▸ WORK INSTRUCTION: Lines from the one containing "As a warehouse robot's perception module, locate drum kit" through the last line of the data below are to be returned exactly; leave out the rest.

==== RECORDS SHOWN

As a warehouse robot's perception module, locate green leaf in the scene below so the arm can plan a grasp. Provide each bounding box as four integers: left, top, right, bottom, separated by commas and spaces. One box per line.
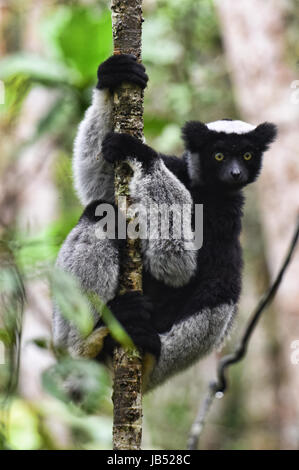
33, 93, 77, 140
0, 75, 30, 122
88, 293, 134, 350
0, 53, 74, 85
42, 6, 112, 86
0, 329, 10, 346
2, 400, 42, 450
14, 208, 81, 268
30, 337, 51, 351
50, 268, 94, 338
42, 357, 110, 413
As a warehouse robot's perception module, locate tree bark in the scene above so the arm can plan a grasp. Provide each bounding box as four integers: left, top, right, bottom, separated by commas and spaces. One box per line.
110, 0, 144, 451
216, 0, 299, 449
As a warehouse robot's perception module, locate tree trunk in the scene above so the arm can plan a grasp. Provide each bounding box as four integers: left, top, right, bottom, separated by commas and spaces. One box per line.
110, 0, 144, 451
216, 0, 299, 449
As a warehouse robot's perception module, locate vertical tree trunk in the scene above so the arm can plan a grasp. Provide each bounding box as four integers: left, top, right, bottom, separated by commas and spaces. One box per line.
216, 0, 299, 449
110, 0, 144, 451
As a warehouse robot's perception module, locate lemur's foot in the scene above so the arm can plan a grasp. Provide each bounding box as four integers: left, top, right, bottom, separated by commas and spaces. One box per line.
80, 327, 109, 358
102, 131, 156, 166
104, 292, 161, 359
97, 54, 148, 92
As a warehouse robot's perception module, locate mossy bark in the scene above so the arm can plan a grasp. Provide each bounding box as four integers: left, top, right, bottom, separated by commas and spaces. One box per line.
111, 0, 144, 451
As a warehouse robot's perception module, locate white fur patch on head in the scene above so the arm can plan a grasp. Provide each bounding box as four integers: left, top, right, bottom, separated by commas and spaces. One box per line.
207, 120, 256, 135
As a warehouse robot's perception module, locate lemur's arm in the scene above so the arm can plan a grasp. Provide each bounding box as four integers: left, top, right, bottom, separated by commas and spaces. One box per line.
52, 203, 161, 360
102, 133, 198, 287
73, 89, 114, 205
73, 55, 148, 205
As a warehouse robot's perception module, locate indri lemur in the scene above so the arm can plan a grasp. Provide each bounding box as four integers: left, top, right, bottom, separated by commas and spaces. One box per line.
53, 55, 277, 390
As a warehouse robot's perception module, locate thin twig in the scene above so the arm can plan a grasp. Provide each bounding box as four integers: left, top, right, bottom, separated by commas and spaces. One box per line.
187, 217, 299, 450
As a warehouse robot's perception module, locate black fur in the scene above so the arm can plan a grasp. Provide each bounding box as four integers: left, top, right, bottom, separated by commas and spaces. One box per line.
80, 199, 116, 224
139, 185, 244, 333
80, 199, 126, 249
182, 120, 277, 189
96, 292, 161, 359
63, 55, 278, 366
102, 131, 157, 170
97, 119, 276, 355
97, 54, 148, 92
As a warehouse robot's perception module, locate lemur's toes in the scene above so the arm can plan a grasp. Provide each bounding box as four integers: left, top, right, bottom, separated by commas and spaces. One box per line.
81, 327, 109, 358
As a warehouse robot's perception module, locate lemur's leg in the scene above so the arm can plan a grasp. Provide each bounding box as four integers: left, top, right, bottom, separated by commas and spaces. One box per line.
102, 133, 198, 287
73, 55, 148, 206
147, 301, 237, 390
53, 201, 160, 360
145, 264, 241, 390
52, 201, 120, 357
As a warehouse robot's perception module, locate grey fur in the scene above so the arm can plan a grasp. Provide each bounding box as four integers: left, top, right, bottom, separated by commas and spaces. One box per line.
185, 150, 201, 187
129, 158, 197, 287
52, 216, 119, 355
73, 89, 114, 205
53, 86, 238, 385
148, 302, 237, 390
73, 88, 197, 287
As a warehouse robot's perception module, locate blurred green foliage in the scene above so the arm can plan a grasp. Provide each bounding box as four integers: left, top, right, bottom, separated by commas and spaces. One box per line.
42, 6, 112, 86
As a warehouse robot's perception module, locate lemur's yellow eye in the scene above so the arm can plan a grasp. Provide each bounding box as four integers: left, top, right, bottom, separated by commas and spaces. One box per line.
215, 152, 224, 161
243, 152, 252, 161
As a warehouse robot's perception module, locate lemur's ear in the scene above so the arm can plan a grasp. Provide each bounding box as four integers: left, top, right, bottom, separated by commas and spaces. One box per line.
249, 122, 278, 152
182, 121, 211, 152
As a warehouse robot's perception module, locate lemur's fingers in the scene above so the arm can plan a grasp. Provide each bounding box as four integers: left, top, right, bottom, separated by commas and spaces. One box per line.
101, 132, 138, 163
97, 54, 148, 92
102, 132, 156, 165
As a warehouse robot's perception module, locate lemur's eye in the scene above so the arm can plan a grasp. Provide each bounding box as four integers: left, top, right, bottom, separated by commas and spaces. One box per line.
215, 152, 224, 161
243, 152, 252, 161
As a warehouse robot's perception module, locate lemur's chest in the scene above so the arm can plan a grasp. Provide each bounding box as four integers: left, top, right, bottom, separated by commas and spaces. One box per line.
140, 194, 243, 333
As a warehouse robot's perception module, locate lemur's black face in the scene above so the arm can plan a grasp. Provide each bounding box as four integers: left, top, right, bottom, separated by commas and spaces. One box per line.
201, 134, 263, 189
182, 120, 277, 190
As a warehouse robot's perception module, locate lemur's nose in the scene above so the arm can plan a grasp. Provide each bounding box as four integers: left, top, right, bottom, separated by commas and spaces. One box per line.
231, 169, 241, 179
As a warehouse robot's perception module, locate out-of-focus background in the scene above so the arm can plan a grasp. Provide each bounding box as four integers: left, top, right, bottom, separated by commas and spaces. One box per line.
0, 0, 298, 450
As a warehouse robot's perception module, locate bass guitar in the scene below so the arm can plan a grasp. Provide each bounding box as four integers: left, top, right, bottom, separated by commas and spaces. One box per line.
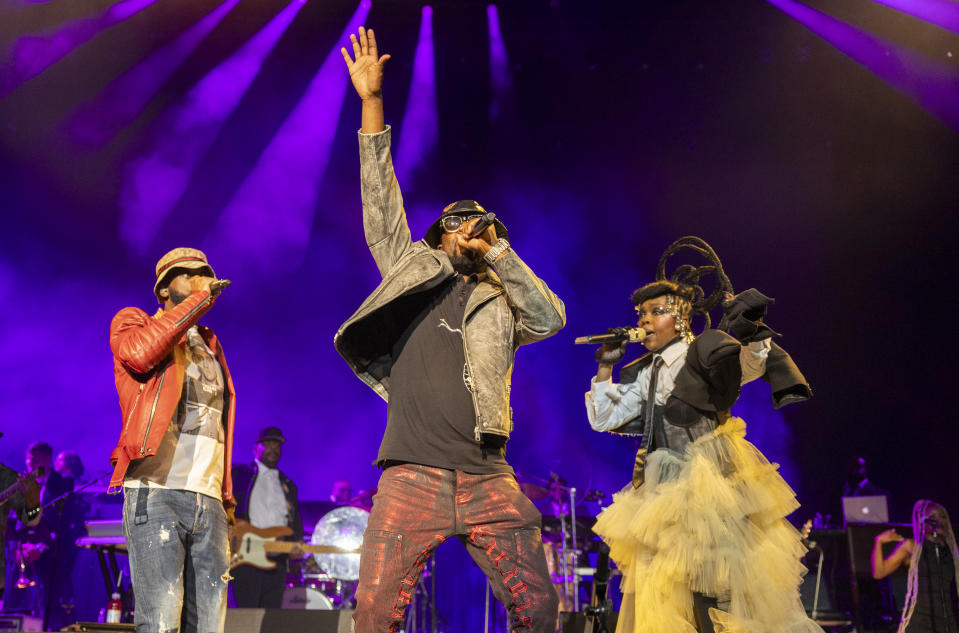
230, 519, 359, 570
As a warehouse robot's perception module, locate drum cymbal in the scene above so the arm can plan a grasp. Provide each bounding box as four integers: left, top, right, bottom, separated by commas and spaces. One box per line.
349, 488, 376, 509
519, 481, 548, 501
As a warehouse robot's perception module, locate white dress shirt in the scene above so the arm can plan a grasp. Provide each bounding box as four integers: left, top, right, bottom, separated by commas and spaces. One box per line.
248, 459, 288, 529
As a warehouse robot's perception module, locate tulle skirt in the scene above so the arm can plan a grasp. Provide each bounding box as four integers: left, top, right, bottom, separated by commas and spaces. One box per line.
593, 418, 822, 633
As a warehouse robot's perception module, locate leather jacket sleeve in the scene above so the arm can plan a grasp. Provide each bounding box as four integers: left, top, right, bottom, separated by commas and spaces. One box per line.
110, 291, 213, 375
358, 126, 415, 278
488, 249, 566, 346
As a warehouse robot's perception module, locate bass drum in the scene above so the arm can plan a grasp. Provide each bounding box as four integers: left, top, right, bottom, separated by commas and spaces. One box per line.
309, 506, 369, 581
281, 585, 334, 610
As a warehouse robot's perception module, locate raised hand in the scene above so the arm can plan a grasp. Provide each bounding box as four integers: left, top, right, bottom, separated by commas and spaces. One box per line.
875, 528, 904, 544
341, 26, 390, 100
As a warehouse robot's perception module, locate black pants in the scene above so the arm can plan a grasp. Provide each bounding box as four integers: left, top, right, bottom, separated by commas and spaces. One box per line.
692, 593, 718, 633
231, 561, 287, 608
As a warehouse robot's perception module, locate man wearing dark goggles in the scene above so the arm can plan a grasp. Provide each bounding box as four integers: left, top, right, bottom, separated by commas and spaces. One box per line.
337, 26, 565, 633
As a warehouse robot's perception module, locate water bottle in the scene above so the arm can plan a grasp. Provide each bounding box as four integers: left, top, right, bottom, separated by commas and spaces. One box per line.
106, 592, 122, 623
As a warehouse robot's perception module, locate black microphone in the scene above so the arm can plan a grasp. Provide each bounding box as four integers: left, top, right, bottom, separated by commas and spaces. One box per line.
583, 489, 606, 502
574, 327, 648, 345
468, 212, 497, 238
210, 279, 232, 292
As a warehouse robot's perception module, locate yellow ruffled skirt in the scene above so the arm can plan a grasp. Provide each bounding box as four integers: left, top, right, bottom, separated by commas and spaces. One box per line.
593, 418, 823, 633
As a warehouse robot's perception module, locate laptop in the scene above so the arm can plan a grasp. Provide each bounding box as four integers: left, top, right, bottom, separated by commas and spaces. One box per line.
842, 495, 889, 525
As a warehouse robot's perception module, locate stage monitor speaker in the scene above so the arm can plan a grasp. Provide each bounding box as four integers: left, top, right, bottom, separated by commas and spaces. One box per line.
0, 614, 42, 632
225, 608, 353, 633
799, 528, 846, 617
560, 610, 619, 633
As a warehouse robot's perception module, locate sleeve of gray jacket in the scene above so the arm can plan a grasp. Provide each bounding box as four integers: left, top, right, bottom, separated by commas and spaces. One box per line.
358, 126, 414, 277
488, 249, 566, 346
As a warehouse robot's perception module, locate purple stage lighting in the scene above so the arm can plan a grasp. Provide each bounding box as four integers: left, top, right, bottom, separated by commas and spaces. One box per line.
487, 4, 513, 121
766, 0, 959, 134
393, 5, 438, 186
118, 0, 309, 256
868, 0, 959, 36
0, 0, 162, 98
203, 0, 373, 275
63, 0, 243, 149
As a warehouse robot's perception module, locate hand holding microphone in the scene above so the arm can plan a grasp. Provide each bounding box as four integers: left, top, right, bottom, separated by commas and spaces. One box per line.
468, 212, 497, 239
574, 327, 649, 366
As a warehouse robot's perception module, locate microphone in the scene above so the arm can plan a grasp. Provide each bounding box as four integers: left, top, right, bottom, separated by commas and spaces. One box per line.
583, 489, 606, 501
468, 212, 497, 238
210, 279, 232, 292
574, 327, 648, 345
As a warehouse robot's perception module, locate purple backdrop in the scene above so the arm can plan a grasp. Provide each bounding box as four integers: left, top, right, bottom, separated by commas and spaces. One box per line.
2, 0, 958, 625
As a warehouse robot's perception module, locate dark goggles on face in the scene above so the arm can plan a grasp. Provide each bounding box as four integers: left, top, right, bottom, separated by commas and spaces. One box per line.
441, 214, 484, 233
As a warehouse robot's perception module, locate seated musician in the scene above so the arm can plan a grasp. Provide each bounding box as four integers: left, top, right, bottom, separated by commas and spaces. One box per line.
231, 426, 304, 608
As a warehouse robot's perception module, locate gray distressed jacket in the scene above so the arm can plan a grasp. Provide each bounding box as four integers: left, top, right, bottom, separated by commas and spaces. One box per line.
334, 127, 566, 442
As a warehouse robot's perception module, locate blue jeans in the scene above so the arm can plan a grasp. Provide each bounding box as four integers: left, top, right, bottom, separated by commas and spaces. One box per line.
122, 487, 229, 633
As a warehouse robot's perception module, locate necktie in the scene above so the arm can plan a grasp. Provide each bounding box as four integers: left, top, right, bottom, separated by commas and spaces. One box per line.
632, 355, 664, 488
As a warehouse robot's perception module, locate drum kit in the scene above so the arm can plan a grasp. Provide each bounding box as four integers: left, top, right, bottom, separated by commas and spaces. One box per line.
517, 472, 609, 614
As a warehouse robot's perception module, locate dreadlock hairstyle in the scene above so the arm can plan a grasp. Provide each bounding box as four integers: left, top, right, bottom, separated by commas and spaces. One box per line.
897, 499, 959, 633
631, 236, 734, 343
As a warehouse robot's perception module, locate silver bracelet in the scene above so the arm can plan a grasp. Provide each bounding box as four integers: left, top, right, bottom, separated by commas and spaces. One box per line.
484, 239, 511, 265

========

▸ ANSWER:
As a warehouse robot's perception module, locate drum kit in the scene above so the arm can plan a grasp. Provide each bounding box as four integers: left, top, right, bottom, separated by commas and spaces. One box per line.
517, 472, 609, 614
As a warehouse robot's perception module, locate dreadlock hairstyle in the scene above so the arm can plan a grasp. Provide each bounding box as four integers: left, top, right, bottom, separated by commas and spaces. One box per line.
897, 499, 959, 633
631, 236, 734, 343
As a warehouse robot's perception module, locate silver bracelet in the scene above so the arm can plan a grasp. Provide each bounding box as four integers: left, top, right, bottom, separated by commas and spaces. One box per line.
484, 239, 511, 265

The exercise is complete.